───── Text shown ─────

Bliss Independence predictions of drug combination efficacy are based on rearranged equations from Bliss16, while assuming that the coefficient of association between drugs in a combination is equal to 0. This equates to Eq. (3) below, where µcombo,Bliss is the mean Bliss Independence predicted efficacy of a combination of drugs AZ in n cell lines and where PAk and PZk are the respective probabilities of an individual cell surviving treatment with drugs A and Z in cell line k. These probabilities can be taken as the viabilities of cell line k when treated with drugs A or Z relative to an untreated control.

$${\mathrm{\mu }}_{{\mathrm{combo}},{\mathrm{Bliss}}} = \frac{{\mathop {\sum }\nolimits_{k = 1}^n PA_k \times \ldots \times PZ_k}}{n}.$$
(3)

Note that Bliss Independence is only defined for probabilities between 0 and 1, so any viabilities which fell below 0 or above 1 were rounded up to 0 or down to 1, respectively, for Bliss Independence calculations in our analysis.

───── Listed entries ─────

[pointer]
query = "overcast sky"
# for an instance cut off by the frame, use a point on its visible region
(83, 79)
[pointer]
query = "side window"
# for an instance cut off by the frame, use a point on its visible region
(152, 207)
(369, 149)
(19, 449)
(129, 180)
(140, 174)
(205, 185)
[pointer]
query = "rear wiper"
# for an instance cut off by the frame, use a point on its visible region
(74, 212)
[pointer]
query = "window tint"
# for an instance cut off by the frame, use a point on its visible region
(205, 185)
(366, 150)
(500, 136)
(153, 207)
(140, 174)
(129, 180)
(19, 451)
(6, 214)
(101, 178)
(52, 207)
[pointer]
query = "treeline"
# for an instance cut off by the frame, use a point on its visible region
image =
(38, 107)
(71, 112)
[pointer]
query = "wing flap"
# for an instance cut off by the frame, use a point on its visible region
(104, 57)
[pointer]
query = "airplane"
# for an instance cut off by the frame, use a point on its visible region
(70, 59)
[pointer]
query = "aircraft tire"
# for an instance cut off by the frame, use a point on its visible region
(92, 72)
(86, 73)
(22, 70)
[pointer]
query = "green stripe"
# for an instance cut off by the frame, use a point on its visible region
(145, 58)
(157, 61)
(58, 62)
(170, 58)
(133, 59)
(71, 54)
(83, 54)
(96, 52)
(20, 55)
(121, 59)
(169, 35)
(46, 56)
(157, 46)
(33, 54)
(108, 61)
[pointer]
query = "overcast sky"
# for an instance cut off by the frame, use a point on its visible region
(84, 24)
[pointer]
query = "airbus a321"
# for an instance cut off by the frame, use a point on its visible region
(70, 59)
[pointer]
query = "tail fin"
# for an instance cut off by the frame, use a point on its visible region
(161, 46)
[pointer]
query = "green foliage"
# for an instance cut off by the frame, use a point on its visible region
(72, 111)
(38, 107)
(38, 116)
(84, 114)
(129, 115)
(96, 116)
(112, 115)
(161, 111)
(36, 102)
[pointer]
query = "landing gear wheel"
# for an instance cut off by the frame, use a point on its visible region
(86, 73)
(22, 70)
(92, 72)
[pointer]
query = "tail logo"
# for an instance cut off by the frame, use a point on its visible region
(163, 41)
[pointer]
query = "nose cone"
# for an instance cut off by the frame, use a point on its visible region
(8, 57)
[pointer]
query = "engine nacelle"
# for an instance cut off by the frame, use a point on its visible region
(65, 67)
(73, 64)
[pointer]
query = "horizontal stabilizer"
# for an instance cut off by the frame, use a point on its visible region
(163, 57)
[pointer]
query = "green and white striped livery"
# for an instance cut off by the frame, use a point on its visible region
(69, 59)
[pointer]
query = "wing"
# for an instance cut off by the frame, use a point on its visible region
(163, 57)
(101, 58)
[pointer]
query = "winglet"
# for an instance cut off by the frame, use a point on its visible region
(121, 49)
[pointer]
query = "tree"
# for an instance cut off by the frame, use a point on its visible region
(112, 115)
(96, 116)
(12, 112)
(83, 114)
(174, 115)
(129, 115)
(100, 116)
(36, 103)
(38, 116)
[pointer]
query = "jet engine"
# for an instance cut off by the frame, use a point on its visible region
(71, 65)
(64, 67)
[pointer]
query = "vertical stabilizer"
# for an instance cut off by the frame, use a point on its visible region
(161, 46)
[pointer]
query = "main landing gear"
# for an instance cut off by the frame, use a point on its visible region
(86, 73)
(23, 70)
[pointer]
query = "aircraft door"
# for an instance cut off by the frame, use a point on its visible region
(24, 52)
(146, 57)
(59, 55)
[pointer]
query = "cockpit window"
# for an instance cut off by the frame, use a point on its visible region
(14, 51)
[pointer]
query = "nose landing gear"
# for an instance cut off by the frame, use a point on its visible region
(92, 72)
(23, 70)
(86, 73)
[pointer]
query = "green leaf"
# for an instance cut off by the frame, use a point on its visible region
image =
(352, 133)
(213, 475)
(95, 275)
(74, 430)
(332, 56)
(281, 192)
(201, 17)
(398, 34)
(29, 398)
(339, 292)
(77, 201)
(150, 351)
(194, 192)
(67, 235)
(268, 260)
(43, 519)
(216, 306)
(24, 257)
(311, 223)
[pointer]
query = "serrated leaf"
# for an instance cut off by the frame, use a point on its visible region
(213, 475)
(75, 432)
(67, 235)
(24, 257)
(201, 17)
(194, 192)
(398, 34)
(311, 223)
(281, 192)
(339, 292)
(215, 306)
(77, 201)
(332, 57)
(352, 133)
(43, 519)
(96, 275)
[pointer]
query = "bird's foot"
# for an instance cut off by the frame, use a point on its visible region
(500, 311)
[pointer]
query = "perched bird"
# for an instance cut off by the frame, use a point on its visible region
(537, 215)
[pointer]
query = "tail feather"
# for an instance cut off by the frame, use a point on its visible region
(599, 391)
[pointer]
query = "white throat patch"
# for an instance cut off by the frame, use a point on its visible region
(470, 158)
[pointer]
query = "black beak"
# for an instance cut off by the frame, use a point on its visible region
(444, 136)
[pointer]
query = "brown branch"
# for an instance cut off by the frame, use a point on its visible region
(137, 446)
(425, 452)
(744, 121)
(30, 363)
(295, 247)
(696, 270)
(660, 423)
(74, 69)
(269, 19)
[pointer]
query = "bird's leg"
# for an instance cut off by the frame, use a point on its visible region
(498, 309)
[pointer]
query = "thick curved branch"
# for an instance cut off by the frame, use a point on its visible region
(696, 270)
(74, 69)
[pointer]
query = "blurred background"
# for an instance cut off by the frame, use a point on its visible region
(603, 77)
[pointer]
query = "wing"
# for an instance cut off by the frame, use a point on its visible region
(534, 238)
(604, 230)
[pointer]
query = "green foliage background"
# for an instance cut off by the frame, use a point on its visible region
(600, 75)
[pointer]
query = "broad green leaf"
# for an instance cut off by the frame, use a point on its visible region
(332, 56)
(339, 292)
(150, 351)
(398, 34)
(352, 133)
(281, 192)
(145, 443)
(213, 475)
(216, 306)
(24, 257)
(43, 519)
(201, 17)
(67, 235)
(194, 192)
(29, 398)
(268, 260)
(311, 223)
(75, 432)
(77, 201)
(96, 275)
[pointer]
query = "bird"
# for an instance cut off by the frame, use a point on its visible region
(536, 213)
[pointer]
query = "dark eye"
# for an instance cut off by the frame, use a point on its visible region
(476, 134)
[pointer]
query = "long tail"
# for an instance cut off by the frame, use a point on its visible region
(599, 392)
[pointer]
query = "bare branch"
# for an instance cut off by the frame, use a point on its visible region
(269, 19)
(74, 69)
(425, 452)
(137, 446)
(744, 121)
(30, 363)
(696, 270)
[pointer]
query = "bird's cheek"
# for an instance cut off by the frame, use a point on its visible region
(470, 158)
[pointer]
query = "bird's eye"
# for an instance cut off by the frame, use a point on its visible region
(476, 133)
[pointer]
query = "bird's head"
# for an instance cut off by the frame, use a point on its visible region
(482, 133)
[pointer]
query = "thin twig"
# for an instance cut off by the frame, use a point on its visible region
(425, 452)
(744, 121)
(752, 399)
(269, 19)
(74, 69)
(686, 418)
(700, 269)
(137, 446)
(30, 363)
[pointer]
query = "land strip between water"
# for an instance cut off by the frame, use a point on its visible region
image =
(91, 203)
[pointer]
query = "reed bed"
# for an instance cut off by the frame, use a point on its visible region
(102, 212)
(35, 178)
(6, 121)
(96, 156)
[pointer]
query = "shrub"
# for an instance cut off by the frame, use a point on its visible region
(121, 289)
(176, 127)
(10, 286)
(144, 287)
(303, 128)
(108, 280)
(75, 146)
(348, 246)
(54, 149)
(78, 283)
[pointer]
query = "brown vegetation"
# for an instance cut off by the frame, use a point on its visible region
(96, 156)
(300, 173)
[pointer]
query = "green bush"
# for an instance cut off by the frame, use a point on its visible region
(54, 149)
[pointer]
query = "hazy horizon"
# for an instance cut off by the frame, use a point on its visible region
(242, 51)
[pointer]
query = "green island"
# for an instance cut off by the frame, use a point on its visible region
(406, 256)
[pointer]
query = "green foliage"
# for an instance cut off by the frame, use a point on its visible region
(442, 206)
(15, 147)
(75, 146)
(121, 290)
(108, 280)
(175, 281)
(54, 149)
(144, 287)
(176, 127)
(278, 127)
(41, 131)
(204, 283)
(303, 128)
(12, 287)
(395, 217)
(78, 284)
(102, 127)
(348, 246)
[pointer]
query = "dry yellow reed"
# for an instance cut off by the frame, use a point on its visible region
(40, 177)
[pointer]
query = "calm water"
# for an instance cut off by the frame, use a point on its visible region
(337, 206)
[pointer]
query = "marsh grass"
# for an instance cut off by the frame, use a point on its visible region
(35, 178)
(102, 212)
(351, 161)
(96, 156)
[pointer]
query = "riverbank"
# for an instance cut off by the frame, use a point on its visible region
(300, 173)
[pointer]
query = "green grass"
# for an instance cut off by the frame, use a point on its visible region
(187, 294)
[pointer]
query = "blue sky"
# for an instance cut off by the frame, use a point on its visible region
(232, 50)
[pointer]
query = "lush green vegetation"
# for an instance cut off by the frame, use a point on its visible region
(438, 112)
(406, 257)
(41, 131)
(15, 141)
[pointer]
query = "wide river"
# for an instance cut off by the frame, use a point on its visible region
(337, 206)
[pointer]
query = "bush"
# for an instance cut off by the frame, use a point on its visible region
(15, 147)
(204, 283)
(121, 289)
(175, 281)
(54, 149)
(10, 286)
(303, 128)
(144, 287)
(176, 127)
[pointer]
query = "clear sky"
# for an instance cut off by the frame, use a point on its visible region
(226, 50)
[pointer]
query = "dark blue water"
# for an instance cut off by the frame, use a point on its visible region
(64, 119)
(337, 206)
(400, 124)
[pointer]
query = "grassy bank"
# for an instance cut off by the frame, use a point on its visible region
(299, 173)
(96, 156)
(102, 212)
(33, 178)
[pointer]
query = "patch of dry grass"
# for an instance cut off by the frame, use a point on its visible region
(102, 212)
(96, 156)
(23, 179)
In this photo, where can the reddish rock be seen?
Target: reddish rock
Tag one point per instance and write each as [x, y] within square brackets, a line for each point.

─────

__Task instructions__:
**a.** Extract the text of the Bliss Independence passage from "Bliss Independence predictions" up to and including "an untreated control.".
**b.** List every variable that appears in Eq. (3) of the Bliss Independence passage.

__Task results__:
**a.**
Bliss Independence predictions of drug combination efficacy are based on rearranged equations from Bliss16, while assuming that the coefficient of association between drugs in a combination is equal to 0. This equates to Eq. (3) below, where µcombo,Bliss is the mean Bliss Independence predicted efficacy of a combination of drugs AZ in n cell lines and where PAk and PZk are the respective probabilities of an individual cell surviving treatment with drugs A and Z in cell line k. These probabilities can be taken as the viabilities of cell line k when treated with drugs A or Z relative to an untreated control.

**b.**
µcombo,Bliss
k
n
PAk
PZk